▶ _PASSAGE PROVIDED_
[start]

I, like most people, detest seeing people get ripped off, especially so in the residential property industry. While I am proud to be part of an industry who, through organisations such as the BPF and ULI, genuinely wants to raise standards, promote best practice and help solve our nation’s housing crisis, the market is, admittedly, far from perfect. As hard as the industry tries to protect itself and its reputation, there sadly remain fringe areas of activity which don’t operate with a reasonable balance between producer and consumer. The most recent facet of residential practice to have light shone on the darkest corners has undoubtedly been the world of ground rents. The government has recently launched a consultation with proposals to ban leasehold houses and limit ground rents to a peppercorn on flats as a reaction to unfair practices in this specialist sector which have seen some ground rents be charged at significant annual amounts and onerous rent reviews well in excess of inflation incorporated into leases.

[end]

▶ _GIVEN REQUEST A_
Show every line of the listing that contains the word "green", treating uppercase and lowercase as different.
The passage and the listing that follows it come from separate sources.

▶ _GIVEN INFORMATION_
[start]

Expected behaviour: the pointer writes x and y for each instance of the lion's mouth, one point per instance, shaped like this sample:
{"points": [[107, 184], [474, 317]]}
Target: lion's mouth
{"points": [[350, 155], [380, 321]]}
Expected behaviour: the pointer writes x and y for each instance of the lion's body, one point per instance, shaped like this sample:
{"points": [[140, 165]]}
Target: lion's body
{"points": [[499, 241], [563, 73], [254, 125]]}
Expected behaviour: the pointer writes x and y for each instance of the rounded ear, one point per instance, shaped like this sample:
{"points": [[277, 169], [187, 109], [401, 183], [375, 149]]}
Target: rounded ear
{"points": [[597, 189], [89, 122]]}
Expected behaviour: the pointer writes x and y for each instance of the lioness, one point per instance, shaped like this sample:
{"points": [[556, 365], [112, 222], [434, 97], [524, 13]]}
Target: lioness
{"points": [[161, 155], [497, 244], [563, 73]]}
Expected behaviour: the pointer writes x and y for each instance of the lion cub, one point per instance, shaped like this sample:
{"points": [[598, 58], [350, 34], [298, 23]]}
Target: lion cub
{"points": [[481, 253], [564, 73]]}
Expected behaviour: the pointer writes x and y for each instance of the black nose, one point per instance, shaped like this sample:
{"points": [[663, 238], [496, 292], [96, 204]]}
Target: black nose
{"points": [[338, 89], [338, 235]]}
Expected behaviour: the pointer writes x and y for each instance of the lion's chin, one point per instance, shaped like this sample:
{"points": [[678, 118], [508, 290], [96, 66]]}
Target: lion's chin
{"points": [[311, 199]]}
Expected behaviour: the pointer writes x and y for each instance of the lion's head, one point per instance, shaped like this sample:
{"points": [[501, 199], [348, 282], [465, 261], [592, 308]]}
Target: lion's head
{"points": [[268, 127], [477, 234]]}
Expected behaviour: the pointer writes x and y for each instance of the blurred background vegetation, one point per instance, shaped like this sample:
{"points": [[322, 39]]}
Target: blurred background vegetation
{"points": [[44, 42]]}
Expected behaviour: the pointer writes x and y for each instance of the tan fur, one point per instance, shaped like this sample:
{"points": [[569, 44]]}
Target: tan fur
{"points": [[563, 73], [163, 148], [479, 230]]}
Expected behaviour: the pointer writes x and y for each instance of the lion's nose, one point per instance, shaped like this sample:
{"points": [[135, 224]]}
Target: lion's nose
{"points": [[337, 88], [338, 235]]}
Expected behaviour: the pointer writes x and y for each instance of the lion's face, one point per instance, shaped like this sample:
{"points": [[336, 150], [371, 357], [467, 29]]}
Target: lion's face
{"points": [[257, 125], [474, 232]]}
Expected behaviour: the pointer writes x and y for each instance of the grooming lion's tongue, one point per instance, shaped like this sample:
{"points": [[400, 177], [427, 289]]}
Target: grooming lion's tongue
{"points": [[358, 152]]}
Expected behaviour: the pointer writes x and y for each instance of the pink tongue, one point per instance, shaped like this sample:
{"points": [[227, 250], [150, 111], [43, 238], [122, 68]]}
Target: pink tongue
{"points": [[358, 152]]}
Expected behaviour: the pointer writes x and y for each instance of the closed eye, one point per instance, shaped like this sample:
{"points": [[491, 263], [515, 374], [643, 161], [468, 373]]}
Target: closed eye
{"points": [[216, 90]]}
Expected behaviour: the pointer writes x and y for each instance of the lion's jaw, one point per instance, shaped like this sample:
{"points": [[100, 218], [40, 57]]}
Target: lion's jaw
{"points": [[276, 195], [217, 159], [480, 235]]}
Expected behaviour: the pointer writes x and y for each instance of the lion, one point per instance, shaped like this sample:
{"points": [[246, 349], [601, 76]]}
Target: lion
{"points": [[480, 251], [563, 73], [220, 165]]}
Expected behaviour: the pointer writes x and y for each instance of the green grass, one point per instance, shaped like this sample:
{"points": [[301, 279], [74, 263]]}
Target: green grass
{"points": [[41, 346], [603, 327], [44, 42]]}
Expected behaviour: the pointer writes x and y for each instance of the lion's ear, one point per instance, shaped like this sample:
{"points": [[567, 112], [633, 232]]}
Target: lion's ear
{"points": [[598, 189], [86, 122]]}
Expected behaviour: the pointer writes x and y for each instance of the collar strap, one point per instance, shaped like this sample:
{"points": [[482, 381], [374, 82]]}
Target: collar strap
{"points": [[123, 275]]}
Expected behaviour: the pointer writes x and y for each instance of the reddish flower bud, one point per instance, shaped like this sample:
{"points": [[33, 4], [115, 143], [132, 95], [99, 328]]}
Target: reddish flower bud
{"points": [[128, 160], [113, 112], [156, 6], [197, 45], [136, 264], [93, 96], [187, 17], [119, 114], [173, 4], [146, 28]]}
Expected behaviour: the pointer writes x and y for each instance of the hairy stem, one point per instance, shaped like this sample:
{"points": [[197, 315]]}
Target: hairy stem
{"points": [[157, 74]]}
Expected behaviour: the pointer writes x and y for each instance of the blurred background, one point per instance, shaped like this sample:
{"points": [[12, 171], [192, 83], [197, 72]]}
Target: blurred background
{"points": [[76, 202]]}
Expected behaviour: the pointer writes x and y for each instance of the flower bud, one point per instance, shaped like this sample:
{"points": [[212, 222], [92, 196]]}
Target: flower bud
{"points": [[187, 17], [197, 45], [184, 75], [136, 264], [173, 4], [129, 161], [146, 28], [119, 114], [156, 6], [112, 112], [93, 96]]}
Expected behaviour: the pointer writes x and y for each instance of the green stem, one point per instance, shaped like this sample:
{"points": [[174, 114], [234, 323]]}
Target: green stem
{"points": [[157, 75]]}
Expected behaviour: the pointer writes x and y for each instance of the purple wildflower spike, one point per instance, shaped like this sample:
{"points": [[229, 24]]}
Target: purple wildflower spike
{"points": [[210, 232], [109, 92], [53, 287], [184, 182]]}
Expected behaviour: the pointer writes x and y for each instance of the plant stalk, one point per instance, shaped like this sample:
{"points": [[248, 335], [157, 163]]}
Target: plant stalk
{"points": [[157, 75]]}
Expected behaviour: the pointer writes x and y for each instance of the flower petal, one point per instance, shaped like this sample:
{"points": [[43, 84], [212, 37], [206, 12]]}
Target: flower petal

[end]

▶ _GIVEN REQUEST B_
Answer these questions from the passage on ground rents:
(i) Which two organisations does the writer name as examples of the industry's efforts?
(ii) What kind of property does the government propose to ban?
(iii) To what level would ground rents on flats be limited under the proposals?

▶ _FINAL RESULT A_
Expected behaviour: the pointer writes x and y for each instance of the green grass, one point per instance, shaped like this sample:
Target: green grass
Expected behaviour: the pointer writes x and y for each instance of the green stem, one point per instance, shaped like this sample:
Target: green stem

▶ _FINAL RESULT B_
(i) The BPF and ULI.
(ii) Leasehold houses.
(iii) A peppercorn.